THE EXERCISE:
Count the lines in the records below that contain the string "hair", and give only the number.

DATASET ENTRIES:
-------

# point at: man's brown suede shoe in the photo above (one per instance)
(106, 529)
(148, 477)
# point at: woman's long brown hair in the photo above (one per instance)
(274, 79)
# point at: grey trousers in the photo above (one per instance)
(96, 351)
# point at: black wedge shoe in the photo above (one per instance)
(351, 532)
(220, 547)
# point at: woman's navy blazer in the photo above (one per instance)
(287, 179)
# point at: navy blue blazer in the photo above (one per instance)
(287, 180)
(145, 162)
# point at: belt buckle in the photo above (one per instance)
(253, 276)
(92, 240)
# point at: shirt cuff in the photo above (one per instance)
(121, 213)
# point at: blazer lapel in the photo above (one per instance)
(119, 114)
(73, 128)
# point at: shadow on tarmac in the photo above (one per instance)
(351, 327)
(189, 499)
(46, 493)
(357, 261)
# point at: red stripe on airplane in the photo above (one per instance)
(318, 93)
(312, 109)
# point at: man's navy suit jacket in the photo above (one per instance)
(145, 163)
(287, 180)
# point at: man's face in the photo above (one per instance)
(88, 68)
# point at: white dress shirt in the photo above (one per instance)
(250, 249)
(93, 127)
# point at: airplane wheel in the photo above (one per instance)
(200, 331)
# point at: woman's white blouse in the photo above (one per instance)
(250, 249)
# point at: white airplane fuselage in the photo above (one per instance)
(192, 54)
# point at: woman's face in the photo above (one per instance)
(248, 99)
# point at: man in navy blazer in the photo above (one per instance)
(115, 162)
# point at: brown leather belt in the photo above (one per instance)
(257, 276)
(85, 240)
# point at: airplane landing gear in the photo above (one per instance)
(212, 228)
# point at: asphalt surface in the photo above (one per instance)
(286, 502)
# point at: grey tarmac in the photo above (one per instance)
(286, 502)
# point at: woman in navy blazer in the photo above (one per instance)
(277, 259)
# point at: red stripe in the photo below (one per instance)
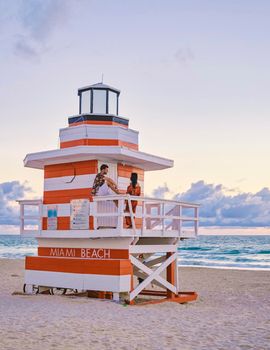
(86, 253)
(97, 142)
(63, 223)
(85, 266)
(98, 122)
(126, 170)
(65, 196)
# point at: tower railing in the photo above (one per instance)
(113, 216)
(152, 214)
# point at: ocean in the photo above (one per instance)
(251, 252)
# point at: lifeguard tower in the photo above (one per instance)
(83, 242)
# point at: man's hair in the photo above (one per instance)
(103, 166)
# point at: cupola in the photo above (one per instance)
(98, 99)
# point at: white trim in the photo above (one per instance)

-------

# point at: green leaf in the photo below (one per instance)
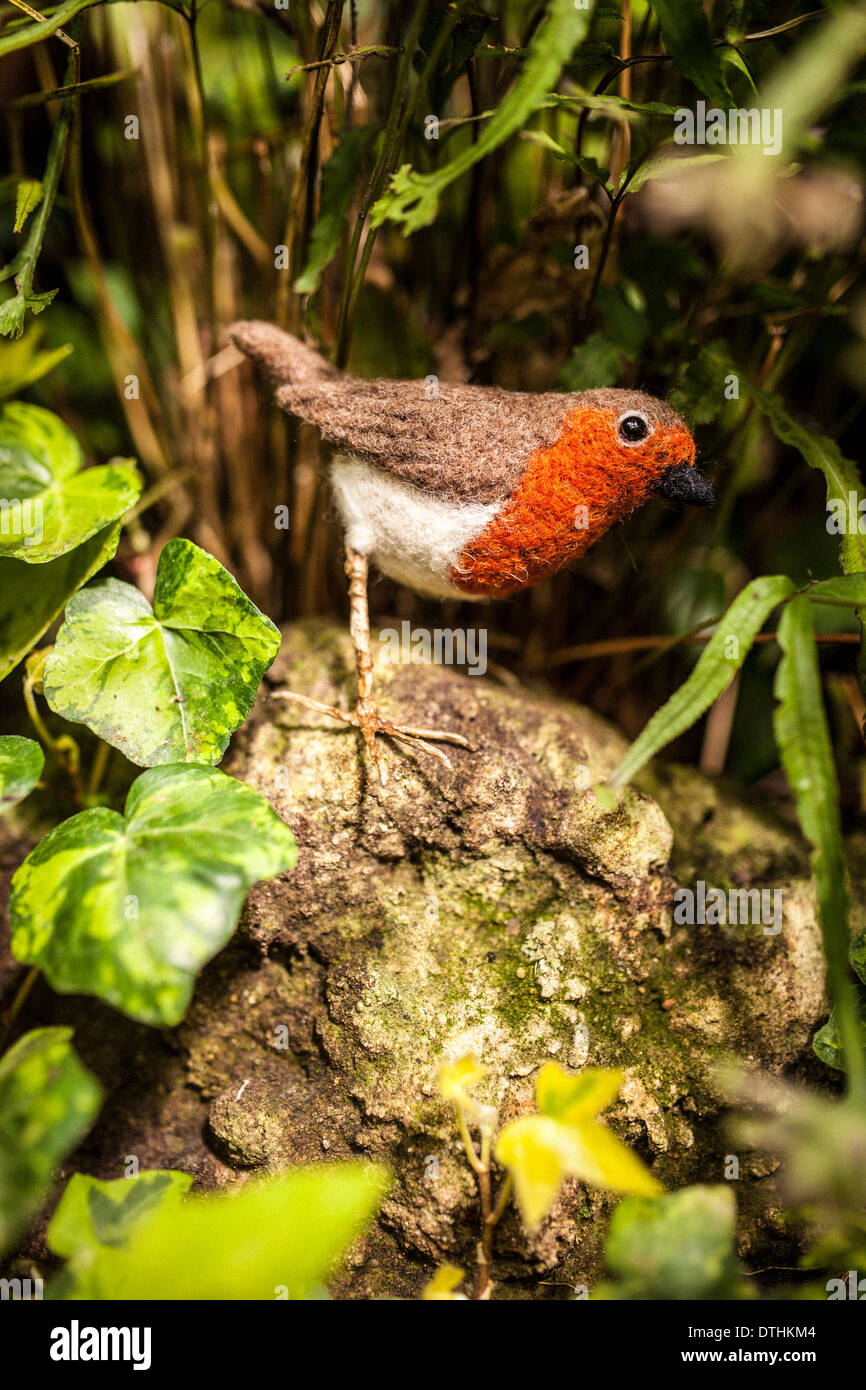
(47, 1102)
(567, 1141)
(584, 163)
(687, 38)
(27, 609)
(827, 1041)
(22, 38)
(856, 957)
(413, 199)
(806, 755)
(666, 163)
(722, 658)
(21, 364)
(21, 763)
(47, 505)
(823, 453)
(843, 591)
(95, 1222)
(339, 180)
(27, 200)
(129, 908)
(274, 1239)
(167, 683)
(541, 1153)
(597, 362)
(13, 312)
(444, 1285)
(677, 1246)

-------

SOLUTION FOR THIS PROBLEM:
2